Un altro notevole passo avanti nel settore dell’informatica settore fu l’introduzione da parte di IBM di un nastro particolare per la memorizzazione dei dati introdotto nel 1952. Questa scoperta aumentò ulteriormente la capacità di memorizzazione e la potenza di calcolo dei computer. Prima dell’introduzione di questo tipo di nastro, venivano utilizzati nastri magnetucu molto fragili che, malgrado rappresentassero una buona soluzione di memorizzazione, avevano una frequenza di guasti e di malfunzionamenti molto alta, richiedendo lo sviluppo da parte degli operatori di tecniche particolari di riparazione e duplicazione dei nastri guasti.
Con l’introduzione del nastro IBM, la frequenza dei guasti diminuì e fù anche possibile recuperare più facilmente i dati nel caso di un problema.
Negli anni recenti il recupero dei dati ha continuato ad essere un’industria vitale, dal momento che l’importanza dei computer e delle informazioni che contengono è in costante crescita.
Inventato nel lontano 1956 dall’IBM, è ad oggi uno dei più diffusi sistemi di memorizzazione e immagazzinamento dati.
Negli anni si è costantemente evoluto, passando nel giro di 50 anni dalle dimensioni di un frigorifero, alle odierne minime dimensioni dei dischi da 2,5” e 1,8” montati all’interno dei computer portatili.
Per chi ancora non lo sapesse un hard disk (o in italiano “disco rigido”) e composto da alcune parti principali: un involucro esterno, una scheda elettronica che ne controlla il funzionamento, un motore, uno o più piatti sulle cui superfici magnetiche vengono fisicamente memorizzati i dati, un gruppo testine (che si occupa di leggere e scrivere i dati, un po’ come la testina di un giradischi), un gruppo magnetico che controlla il movimento del gruppo testine e un amplificatore che si occupa di rendere sufficientemente leggibili ed interpretabili i segnali corrispondenti ai dati letti dalle testine.

Voci mostrate:
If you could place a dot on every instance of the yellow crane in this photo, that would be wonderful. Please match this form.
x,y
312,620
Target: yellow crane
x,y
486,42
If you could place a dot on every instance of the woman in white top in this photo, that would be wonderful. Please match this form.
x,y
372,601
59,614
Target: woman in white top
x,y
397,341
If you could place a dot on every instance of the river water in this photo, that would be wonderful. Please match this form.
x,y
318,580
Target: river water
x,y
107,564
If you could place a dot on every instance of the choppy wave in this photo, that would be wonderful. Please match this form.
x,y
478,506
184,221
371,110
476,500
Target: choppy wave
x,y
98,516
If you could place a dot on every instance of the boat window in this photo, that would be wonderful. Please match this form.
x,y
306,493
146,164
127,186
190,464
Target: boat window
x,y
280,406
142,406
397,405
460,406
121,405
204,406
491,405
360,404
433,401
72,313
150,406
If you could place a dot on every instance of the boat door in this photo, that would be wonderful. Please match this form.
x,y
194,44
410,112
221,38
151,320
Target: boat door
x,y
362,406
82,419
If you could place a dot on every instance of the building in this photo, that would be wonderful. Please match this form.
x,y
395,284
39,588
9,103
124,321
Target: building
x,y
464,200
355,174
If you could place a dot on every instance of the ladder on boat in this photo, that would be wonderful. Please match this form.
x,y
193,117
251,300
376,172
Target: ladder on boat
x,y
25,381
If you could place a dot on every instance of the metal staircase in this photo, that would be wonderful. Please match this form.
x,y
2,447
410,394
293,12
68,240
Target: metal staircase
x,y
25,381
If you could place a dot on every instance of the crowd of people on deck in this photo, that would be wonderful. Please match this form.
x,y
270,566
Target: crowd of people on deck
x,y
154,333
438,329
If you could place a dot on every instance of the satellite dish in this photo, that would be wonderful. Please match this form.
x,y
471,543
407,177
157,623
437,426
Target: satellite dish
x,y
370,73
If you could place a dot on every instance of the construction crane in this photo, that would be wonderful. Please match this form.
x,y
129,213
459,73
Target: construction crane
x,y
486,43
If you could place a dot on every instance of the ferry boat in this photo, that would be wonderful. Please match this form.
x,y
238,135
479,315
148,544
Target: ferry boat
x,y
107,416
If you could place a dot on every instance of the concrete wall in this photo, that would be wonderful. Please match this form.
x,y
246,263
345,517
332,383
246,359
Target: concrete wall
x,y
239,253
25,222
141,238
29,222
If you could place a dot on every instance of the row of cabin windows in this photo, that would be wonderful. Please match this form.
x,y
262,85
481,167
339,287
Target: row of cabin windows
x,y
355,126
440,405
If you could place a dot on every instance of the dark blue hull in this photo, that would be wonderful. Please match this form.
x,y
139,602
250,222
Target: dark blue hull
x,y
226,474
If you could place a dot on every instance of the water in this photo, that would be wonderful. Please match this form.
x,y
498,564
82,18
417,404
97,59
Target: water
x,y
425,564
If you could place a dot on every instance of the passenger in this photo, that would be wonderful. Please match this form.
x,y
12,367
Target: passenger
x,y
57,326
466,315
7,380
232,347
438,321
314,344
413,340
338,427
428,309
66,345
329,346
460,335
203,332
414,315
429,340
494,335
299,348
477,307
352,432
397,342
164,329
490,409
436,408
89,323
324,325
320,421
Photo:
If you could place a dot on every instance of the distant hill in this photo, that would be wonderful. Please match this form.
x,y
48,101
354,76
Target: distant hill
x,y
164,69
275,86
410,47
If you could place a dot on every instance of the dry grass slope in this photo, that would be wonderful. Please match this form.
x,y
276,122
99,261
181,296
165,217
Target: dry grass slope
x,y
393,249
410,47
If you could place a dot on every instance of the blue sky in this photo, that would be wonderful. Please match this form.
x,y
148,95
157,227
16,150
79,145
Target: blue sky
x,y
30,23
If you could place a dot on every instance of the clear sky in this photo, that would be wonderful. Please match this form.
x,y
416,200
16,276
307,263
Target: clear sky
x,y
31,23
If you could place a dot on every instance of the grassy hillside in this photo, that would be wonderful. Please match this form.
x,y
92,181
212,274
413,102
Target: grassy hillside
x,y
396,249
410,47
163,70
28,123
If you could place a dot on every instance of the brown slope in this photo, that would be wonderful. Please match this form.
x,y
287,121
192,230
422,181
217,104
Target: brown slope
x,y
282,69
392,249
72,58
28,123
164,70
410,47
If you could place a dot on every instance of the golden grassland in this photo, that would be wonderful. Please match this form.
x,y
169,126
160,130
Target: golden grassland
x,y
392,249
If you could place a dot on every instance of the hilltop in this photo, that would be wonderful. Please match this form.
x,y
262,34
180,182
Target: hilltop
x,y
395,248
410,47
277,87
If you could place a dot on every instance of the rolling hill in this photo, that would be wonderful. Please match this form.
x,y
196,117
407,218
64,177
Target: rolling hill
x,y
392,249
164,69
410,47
---
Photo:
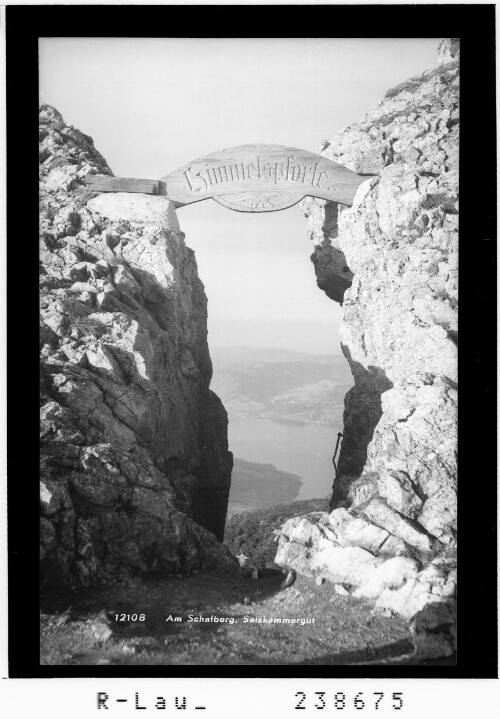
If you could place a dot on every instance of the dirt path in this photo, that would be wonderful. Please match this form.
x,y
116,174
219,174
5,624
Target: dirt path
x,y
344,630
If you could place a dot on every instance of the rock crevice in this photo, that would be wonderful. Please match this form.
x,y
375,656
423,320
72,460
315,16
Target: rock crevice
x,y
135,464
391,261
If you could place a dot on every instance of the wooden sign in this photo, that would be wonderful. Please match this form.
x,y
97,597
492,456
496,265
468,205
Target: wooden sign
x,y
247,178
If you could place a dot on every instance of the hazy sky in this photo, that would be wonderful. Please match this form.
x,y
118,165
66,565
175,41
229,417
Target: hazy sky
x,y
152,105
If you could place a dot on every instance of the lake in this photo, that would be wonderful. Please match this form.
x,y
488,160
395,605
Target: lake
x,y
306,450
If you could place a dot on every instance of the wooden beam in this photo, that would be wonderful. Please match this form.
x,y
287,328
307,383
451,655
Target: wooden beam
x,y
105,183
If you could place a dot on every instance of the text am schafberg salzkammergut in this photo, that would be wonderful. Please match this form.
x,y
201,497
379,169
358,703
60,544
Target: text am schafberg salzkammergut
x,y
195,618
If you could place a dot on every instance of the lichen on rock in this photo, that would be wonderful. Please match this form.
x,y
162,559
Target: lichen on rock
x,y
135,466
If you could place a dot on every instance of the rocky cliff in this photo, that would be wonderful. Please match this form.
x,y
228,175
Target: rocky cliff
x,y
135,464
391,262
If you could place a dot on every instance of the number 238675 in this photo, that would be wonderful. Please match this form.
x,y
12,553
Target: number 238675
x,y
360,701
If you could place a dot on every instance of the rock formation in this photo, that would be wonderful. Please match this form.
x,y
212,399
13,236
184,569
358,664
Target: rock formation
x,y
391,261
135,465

Prova tu:
Nell'estratto sull'hard disk, quale componente del disco rigido legge e scrive i dati?

Spazio risposta:
Il gruppo testine.